- _What you are asked to do_: Identify every line in the rows below that contains the word "face", and copy each such line in full. Case counts.

- _Data listing_:
###
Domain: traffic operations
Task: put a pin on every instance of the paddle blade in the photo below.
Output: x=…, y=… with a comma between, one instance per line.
###
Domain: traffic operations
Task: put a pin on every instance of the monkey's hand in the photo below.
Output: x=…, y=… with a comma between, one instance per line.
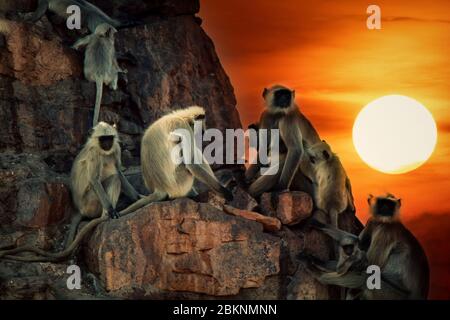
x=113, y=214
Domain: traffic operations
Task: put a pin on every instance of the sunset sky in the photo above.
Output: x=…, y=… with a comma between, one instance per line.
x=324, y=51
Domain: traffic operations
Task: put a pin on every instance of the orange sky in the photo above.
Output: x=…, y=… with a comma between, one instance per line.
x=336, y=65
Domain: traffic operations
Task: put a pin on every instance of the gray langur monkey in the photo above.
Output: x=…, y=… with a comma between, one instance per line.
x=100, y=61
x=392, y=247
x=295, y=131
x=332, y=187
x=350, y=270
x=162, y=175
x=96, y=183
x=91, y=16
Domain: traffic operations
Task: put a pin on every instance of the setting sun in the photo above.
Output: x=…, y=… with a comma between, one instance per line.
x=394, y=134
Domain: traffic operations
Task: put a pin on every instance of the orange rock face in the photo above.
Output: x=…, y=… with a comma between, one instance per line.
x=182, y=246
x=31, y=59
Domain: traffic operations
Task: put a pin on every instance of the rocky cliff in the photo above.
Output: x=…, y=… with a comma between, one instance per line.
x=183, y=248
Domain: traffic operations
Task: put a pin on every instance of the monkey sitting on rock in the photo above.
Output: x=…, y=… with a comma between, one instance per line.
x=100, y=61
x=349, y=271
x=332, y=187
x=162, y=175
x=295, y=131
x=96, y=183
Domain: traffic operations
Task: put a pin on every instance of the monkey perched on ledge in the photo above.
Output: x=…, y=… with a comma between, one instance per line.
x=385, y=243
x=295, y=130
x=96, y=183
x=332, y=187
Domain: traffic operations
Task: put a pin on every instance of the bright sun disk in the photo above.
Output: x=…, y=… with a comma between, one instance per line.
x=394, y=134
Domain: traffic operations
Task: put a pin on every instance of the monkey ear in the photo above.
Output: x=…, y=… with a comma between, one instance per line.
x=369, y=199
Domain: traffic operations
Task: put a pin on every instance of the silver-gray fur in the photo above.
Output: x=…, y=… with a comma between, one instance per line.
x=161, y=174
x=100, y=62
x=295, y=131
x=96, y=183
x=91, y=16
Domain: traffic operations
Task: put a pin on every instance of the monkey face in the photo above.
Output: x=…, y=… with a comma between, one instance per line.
###
- _The result_:
Task: put a pin on every instance of the orange rock face in the photo above.
Task: put a pin on every instance of the monkey face in the photo above.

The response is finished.